## BEGIN Data entries

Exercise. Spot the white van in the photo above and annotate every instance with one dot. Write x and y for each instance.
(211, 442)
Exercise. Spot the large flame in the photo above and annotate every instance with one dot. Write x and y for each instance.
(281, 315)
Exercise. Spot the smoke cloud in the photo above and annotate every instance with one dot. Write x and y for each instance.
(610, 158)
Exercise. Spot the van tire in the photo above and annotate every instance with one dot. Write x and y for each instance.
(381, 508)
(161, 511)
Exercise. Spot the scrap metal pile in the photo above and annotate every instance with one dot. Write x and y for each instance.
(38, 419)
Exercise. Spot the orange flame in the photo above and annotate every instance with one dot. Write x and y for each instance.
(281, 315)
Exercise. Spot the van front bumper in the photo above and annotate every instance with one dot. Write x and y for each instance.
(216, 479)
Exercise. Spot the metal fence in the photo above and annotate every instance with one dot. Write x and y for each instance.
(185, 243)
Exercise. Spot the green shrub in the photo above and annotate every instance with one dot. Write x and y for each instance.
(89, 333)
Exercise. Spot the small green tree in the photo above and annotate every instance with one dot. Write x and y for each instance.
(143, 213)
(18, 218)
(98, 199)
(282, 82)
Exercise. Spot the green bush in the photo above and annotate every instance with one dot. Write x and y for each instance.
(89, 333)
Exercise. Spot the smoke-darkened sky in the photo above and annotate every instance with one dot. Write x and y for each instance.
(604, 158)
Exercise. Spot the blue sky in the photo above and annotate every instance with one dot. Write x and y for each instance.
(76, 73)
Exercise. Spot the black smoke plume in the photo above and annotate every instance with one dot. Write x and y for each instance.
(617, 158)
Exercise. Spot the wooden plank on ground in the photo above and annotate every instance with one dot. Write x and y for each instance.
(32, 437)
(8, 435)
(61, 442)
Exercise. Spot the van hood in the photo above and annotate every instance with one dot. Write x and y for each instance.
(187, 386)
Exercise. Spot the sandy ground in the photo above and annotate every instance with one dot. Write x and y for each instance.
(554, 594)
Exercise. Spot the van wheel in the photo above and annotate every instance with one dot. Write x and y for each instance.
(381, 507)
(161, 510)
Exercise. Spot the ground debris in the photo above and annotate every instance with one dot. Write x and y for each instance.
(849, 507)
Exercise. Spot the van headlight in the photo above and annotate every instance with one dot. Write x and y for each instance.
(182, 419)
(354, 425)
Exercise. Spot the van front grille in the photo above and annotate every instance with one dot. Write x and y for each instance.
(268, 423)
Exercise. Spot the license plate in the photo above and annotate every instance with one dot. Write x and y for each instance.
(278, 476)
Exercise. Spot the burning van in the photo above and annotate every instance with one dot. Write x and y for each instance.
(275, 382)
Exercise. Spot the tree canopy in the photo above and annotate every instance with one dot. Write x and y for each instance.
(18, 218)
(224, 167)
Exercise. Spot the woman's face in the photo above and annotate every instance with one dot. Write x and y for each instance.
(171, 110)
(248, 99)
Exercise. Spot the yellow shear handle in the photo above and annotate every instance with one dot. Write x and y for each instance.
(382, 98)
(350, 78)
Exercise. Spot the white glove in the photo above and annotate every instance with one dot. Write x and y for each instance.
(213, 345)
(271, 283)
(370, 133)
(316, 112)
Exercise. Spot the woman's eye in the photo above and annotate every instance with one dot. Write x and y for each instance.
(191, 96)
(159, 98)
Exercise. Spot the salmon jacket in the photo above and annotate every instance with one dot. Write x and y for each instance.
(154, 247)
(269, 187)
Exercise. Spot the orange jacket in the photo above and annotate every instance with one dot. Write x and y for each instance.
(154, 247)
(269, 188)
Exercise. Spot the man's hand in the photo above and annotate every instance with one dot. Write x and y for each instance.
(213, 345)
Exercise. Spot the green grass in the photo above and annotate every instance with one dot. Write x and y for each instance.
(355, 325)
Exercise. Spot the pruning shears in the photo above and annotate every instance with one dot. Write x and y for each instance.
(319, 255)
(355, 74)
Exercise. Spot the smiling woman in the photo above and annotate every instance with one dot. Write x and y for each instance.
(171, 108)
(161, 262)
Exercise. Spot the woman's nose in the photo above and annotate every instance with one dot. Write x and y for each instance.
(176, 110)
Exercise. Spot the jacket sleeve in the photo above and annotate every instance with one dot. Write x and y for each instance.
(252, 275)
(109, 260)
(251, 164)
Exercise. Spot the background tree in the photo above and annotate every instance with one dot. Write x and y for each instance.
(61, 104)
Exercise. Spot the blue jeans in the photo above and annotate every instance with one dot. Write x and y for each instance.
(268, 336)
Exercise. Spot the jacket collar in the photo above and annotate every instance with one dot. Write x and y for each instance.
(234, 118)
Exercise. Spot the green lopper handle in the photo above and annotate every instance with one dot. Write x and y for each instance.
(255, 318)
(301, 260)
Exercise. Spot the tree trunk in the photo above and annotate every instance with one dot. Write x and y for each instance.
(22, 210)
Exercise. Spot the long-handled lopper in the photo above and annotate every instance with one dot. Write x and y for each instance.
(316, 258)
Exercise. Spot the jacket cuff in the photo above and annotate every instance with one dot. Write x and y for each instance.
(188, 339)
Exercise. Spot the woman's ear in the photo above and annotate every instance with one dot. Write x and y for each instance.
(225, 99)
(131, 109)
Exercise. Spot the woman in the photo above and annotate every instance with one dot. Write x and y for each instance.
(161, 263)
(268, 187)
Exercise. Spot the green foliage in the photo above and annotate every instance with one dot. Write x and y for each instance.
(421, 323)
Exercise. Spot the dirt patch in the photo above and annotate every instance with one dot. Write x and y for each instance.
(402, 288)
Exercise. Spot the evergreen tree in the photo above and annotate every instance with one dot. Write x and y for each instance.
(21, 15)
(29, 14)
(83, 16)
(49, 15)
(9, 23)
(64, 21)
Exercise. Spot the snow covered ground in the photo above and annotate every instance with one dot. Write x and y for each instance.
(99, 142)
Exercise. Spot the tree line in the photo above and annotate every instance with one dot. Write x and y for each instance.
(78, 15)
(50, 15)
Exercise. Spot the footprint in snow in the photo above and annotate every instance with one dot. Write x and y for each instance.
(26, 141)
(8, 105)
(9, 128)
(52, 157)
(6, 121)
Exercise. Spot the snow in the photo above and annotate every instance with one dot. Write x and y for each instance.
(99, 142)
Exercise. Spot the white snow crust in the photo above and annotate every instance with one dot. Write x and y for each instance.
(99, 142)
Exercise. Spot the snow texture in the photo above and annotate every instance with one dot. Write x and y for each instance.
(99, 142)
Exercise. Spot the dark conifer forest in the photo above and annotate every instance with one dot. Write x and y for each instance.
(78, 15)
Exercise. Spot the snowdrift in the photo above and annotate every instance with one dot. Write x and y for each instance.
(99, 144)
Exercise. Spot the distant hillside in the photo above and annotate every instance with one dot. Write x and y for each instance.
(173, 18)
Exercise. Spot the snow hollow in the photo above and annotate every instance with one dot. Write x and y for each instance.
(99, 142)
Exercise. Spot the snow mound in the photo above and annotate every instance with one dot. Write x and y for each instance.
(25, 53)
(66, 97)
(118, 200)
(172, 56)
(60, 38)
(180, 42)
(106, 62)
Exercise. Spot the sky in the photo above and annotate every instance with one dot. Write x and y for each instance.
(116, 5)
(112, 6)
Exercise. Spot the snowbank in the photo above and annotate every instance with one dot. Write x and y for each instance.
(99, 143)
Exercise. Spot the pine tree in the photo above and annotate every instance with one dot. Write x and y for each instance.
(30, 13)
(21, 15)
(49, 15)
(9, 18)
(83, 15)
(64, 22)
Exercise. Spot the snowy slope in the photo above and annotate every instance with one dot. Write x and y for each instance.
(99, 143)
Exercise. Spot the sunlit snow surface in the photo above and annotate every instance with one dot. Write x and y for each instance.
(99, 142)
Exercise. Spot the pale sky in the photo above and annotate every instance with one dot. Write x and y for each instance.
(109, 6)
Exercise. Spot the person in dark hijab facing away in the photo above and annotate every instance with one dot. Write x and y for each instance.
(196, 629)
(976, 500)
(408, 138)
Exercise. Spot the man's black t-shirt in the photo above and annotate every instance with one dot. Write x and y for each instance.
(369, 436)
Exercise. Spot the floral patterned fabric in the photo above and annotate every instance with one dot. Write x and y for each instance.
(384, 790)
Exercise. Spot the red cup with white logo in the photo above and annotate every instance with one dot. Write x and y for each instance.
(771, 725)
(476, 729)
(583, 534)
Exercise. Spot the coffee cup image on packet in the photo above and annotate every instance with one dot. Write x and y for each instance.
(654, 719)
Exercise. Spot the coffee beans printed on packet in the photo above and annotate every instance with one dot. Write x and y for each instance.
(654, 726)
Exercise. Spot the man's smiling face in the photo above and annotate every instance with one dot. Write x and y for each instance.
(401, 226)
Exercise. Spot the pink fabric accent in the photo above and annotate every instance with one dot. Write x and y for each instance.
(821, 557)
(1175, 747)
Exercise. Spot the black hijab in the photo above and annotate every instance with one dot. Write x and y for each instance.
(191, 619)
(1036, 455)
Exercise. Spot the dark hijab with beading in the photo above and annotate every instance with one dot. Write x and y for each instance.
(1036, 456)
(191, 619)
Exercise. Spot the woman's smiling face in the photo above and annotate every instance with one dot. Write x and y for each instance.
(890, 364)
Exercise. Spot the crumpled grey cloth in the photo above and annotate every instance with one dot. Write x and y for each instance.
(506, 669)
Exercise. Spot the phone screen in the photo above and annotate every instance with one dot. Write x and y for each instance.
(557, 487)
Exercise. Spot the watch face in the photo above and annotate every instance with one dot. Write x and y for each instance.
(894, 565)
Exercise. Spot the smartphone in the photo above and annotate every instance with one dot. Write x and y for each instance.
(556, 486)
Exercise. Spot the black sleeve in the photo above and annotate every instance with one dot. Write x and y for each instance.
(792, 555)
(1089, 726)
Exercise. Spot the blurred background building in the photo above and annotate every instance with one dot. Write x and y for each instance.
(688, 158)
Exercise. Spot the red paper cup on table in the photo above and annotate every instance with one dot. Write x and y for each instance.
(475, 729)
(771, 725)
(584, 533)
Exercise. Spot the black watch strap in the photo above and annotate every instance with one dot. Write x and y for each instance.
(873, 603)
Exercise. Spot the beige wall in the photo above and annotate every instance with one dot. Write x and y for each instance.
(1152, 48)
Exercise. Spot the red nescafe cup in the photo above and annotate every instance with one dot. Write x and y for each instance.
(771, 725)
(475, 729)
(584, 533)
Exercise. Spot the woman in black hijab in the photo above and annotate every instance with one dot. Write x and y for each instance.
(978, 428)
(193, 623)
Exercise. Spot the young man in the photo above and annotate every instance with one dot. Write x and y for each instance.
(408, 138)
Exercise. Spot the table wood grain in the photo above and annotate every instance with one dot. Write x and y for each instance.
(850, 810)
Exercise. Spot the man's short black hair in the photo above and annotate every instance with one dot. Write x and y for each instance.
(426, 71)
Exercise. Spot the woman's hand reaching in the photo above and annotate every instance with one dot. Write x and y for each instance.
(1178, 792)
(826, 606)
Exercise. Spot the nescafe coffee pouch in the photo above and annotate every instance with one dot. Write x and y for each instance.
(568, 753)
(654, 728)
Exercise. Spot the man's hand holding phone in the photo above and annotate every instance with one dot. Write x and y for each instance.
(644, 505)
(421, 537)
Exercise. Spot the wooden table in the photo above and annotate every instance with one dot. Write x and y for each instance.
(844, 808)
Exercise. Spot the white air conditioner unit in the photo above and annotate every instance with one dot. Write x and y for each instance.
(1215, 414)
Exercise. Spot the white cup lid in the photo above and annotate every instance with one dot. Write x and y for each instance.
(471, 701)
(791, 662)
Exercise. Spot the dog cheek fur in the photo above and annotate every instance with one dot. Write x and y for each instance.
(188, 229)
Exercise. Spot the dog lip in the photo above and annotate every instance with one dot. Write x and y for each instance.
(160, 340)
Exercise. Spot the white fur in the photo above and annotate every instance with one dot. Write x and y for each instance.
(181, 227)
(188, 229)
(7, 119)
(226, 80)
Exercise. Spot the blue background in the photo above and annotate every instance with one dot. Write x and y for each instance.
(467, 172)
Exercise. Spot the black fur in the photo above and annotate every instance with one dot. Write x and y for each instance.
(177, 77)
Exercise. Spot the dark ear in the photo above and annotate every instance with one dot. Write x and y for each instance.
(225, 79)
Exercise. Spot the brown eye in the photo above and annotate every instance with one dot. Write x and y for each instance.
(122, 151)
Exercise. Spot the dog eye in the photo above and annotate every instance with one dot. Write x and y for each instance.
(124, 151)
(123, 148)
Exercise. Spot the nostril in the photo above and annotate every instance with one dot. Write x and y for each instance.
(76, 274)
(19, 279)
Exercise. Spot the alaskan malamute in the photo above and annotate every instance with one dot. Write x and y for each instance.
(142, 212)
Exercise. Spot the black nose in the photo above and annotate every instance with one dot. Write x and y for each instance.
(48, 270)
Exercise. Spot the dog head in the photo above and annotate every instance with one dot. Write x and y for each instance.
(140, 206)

## END Data entries

• _Written task_
Could you give again exactly the lines from the line containing "Exercise. Spot the dog cheek" through the final line of the data above, and no others?

• _Answer to this problem_
Exercise. Spot the dog cheek fur in the photo above and annotate every instance with one dot. Write x and y for each instance.
(188, 229)
Exercise. Spot the dog lip in the photo above and annotate every instance with one dot. Write x and y for each instance.
(160, 340)
Exercise. Spot the white fur in the photo above and annotate every instance with one dot. Write x and y for each instance.
(181, 227)
(188, 229)
(7, 119)
(226, 80)
Exercise. Spot the blue background in the photo above and annotate every instance with one dot. Write x and y for each instance.
(467, 172)
Exercise. Spot the black fur in the photo above and annotate every instance with one dot. Write x and y for each instance.
(177, 77)
Exercise. Spot the dark ear in the photo above and annotate every instance with one dot. Write x and y for each instance.
(225, 79)
Exercise. Spot the brown eye in the photo above and annotate every instance with one dot. Write x and y for each instance.
(122, 151)
Exercise. Spot the dog eye in the photo above and annotate every instance with one dot. Write x and y for each instance.
(124, 151)
(123, 148)
Exercise. Spot the nostril in the photo above and annotate every instance with one dot. Write x and y for each instance.
(76, 274)
(19, 279)
Exercise. Spot the alaskan malamute in the photo above and annotate every instance with one dot. Write x and y for each instance.
(142, 212)
Exercise. Spot the black nose in the photo above and annotate every instance with one dot. Write x and y for each instance.
(48, 270)
Exercise. Spot the dog head in the photo above and annotate every instance with one dot. Write x and y for each instance.
(140, 206)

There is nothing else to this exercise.